▸ **Goal**
Display each line in the items below that includes the string "roof".

______________________________

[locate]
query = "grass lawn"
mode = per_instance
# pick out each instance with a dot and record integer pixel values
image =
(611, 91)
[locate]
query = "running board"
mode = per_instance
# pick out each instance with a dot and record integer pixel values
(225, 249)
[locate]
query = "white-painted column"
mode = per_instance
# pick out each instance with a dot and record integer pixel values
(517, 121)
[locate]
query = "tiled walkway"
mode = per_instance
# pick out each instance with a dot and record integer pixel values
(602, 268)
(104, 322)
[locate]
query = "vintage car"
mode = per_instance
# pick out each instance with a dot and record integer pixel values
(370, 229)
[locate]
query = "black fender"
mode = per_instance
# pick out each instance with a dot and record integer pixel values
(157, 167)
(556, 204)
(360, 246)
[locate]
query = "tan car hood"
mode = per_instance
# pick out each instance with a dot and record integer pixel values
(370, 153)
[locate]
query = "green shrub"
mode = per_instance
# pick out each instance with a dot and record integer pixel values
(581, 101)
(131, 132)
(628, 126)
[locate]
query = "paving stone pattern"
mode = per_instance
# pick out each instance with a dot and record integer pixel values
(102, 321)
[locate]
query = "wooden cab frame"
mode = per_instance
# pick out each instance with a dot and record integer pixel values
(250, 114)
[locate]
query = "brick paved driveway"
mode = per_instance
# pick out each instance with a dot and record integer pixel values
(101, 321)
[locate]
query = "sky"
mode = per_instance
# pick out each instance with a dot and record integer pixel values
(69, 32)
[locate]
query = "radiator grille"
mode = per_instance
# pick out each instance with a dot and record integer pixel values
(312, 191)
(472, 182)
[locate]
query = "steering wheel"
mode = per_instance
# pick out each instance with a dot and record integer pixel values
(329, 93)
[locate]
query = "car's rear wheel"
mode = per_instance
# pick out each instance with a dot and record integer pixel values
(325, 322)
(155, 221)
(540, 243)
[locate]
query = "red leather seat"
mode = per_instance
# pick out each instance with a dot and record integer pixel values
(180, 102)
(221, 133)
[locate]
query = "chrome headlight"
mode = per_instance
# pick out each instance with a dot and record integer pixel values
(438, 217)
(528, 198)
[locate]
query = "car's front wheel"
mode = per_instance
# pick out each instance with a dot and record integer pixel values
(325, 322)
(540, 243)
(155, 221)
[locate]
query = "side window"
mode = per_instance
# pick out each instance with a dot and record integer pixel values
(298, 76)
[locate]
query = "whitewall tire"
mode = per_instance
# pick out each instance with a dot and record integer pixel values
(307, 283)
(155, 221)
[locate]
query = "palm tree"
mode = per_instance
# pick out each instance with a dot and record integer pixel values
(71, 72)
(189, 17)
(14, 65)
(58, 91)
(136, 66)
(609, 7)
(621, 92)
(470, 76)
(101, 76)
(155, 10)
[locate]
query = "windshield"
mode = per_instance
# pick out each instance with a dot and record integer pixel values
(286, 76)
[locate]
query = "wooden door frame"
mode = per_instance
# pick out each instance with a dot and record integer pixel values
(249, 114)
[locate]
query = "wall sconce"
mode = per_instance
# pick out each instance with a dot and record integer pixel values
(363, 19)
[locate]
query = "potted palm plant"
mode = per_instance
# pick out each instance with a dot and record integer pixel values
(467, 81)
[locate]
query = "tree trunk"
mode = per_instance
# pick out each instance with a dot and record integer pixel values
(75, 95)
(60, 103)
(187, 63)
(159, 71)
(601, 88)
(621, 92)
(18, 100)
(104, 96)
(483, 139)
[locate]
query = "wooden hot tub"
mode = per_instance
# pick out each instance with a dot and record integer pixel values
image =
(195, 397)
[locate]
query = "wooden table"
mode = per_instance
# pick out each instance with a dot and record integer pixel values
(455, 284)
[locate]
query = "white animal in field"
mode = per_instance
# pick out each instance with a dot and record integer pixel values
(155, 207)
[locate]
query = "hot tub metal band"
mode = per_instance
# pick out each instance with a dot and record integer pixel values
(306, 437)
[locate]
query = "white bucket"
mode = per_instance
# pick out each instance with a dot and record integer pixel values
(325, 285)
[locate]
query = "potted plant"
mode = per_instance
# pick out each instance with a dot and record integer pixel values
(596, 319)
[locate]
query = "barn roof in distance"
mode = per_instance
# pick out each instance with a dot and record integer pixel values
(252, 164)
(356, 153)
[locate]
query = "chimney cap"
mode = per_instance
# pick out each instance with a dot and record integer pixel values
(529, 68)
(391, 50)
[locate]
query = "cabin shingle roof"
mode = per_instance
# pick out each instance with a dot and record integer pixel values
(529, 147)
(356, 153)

______________________________

▸ **Finished task**
query = "barn roof in distance"
query = "cabin shingle roof"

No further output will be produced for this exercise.